Exercise details. Find every line in the entries below that contains the word "pink" and copy each one in full. Case counts.

#####

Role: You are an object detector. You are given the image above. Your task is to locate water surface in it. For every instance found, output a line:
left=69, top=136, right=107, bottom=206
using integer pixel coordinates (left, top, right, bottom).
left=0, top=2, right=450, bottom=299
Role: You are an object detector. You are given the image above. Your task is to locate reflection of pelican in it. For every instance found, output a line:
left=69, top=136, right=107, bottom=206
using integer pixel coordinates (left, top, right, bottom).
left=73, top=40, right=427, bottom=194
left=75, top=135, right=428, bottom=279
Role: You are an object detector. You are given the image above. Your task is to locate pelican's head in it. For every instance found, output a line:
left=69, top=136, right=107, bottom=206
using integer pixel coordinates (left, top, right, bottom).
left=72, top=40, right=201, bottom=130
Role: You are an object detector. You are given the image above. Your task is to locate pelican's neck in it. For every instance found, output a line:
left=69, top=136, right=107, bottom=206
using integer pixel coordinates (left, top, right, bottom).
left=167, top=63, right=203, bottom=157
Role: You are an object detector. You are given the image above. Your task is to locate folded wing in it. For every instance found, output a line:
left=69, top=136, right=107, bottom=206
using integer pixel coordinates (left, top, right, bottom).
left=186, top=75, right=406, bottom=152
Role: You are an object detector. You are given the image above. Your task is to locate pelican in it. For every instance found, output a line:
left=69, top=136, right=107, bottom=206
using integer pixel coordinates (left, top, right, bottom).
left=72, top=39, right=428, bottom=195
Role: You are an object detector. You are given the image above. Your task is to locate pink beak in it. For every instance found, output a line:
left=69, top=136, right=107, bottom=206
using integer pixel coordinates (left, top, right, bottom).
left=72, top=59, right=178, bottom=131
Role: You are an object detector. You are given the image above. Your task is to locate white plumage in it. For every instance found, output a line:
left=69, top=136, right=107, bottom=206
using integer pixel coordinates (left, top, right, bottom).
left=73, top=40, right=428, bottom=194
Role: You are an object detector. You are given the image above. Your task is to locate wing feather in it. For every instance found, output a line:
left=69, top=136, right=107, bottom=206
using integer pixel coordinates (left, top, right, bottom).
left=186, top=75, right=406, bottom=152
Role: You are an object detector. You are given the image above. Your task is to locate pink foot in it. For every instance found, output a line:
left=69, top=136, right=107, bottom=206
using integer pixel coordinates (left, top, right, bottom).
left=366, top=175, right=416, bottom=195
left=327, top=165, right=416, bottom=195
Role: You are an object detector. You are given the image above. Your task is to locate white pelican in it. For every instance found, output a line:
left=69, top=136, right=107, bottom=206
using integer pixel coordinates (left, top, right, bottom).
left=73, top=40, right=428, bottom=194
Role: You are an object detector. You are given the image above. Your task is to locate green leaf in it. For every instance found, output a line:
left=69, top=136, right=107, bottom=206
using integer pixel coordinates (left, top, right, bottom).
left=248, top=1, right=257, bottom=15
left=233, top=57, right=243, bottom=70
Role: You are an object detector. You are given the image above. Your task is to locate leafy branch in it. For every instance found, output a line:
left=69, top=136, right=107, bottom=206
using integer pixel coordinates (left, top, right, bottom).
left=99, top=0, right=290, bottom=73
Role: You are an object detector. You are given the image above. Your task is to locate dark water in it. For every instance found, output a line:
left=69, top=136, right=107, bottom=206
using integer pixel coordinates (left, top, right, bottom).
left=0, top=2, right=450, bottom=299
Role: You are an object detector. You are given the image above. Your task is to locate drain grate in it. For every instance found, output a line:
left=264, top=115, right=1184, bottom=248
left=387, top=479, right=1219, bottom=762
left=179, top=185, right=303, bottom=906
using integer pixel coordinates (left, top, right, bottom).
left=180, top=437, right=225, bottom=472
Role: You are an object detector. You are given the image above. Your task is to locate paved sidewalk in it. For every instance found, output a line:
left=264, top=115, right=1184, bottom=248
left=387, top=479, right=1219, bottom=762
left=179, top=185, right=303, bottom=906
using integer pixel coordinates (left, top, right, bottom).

#####

Solved exercise.
Role: You are an object detector. You are given the image above. Your task is to locate pink beak in it. For every instance found, output a line:
Role: You are an object detector. You are given the image above. Your task is to locate pink foot in it. For every instance found, output a line:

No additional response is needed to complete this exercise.